Start of Entries supplied

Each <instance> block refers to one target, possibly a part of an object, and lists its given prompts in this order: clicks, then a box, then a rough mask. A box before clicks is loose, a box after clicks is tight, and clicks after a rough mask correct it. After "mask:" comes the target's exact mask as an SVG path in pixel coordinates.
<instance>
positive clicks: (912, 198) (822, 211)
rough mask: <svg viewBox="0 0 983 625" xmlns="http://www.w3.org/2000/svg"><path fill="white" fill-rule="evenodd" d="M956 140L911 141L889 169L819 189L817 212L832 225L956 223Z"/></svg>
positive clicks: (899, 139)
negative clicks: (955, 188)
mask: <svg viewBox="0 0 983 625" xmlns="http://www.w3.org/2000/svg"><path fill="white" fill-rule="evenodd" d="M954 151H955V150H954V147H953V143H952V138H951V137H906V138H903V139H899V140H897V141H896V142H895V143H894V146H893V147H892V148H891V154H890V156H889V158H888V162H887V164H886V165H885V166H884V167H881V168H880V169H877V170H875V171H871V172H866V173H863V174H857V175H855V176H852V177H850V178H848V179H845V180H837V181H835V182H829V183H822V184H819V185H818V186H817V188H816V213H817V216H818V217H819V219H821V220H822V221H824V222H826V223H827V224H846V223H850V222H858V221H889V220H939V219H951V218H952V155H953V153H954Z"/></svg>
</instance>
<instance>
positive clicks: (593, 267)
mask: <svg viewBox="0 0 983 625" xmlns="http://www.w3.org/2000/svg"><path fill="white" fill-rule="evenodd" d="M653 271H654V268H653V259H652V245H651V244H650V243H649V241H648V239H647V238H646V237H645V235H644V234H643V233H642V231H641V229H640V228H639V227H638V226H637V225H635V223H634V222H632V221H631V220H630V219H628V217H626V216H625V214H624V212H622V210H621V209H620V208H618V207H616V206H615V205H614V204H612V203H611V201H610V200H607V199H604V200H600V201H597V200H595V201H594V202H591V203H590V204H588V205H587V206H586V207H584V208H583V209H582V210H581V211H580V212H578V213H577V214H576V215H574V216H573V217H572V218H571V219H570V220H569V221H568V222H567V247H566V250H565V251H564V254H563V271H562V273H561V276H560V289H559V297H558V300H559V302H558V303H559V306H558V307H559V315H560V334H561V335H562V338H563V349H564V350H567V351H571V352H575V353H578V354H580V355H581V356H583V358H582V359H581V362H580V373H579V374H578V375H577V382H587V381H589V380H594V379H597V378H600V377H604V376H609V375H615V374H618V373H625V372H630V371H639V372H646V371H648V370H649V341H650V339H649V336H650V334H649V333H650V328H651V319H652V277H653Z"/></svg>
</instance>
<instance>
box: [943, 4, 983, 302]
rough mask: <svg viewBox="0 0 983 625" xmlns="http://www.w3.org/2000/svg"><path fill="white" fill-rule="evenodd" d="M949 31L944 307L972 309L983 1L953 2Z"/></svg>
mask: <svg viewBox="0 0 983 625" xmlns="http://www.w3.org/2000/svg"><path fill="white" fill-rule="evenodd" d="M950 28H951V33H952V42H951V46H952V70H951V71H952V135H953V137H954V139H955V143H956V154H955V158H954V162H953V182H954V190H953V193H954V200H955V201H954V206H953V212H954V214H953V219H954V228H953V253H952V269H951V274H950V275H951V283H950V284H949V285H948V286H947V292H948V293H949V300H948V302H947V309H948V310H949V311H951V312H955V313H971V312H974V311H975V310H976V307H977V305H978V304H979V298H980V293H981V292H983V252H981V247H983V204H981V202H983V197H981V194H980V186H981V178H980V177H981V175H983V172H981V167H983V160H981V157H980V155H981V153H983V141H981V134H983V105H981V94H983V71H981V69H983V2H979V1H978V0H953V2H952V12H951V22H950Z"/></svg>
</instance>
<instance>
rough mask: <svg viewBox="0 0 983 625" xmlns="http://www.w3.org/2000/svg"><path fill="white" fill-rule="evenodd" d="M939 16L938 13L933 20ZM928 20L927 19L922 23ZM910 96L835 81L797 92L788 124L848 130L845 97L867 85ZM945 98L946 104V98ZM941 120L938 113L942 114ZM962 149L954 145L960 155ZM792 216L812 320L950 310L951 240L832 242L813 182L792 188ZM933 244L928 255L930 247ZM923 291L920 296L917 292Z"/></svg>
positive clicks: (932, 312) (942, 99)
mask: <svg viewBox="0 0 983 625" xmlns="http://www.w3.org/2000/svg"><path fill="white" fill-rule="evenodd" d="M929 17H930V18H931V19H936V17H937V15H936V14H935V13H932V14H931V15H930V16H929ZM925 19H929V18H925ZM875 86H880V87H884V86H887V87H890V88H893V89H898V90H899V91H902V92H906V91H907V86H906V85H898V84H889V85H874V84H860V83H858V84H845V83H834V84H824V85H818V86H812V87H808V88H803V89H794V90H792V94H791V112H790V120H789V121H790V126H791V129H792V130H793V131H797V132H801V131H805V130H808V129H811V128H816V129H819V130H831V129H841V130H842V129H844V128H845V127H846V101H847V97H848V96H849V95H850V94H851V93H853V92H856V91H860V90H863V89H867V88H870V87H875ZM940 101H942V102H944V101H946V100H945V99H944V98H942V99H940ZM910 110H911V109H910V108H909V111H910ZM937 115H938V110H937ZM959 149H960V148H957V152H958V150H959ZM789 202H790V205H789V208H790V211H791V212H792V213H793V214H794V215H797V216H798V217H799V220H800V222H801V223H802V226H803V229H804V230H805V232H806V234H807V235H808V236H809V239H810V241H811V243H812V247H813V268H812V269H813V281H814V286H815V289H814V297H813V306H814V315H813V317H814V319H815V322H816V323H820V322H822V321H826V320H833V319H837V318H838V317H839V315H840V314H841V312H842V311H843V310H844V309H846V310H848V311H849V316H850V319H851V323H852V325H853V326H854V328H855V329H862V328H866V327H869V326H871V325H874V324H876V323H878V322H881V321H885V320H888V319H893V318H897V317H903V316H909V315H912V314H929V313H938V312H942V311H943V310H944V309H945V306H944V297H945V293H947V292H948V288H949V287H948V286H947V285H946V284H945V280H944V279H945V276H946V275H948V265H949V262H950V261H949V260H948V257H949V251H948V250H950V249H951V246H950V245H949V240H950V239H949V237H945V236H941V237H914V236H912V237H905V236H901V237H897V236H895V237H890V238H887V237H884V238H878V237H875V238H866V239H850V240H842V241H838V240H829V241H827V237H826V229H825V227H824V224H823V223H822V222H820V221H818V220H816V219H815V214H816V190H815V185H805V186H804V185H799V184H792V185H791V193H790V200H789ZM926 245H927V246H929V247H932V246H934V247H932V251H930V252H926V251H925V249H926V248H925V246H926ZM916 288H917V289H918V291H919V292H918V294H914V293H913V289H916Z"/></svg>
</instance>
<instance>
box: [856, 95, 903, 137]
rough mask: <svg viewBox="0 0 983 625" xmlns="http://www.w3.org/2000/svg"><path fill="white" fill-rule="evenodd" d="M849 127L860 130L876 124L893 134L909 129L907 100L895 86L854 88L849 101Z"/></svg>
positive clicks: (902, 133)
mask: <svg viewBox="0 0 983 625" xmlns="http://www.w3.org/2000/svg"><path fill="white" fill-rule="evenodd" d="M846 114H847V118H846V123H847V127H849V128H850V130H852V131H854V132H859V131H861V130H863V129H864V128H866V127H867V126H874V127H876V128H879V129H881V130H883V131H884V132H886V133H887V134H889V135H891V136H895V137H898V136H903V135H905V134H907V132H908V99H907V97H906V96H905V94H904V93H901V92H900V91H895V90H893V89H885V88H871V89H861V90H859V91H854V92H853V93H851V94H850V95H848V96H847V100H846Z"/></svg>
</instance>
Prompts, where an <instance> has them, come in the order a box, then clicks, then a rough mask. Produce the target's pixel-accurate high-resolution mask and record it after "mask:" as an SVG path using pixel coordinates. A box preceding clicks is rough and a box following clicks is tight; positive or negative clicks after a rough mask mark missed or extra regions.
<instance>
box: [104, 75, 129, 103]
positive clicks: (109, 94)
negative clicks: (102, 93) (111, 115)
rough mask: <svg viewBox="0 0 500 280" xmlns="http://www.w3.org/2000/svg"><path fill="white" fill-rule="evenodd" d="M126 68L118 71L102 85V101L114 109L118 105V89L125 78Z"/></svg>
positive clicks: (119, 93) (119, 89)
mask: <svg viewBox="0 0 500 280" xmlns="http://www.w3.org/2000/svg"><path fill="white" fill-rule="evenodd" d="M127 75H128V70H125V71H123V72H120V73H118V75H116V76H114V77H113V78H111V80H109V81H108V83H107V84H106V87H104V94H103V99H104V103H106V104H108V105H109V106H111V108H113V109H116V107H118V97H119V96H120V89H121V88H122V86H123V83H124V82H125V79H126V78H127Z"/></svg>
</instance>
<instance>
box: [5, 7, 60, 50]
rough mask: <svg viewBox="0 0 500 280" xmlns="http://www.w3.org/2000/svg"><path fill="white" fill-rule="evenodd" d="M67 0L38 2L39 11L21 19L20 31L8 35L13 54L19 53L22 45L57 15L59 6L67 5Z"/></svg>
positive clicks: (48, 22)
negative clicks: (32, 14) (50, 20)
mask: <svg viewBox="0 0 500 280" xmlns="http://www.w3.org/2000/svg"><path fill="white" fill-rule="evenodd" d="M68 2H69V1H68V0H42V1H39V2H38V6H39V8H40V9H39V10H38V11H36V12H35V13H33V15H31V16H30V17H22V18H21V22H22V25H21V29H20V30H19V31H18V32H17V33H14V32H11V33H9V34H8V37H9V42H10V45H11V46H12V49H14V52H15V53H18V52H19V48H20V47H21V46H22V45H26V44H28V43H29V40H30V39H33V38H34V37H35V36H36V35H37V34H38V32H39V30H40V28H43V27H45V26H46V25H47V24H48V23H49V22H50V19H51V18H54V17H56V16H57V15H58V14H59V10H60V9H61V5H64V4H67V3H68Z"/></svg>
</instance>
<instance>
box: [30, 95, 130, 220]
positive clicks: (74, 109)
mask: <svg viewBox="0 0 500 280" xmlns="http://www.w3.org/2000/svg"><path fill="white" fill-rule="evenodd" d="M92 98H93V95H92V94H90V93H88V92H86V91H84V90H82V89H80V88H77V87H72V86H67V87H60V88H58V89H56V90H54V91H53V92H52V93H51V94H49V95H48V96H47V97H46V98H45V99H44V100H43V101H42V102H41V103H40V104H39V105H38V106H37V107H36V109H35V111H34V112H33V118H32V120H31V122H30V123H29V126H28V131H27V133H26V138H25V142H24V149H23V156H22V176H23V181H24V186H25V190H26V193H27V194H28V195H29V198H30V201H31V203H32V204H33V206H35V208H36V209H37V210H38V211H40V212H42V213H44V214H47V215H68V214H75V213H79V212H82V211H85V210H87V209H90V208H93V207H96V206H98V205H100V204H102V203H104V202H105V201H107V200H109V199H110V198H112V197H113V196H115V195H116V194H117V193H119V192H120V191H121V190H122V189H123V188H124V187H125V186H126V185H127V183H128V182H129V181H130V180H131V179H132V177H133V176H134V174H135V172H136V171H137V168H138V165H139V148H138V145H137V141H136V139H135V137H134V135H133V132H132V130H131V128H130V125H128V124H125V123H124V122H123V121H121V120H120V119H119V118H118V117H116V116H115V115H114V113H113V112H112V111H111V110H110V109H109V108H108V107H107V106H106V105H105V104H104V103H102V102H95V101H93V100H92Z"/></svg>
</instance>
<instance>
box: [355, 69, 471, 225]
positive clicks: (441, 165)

End of Entries supplied

* [What is required] Return all lines from the material that contain "target".

* [Answer box]
Each <instance> block refers to one target, possibly a part of an object, and lists its given prompts in this order: clicks, then a box, then a rough mask. A box before clicks is loose, a box after clicks is tight, and clicks after a rough mask correct it. After "mask:" comes the target's exact mask as an SVG path in pixel coordinates.
Prompts, where an <instance> has them, come in the order a box, then clicks, then a rough mask. Produce the target's pixel-accurate high-resolution mask and record it after "mask:" as an SVG path using pixel coordinates. A box preceding clicks is rough and a box following clicks is tight; positive or negative clicks after a rough mask mark missed or extra regions.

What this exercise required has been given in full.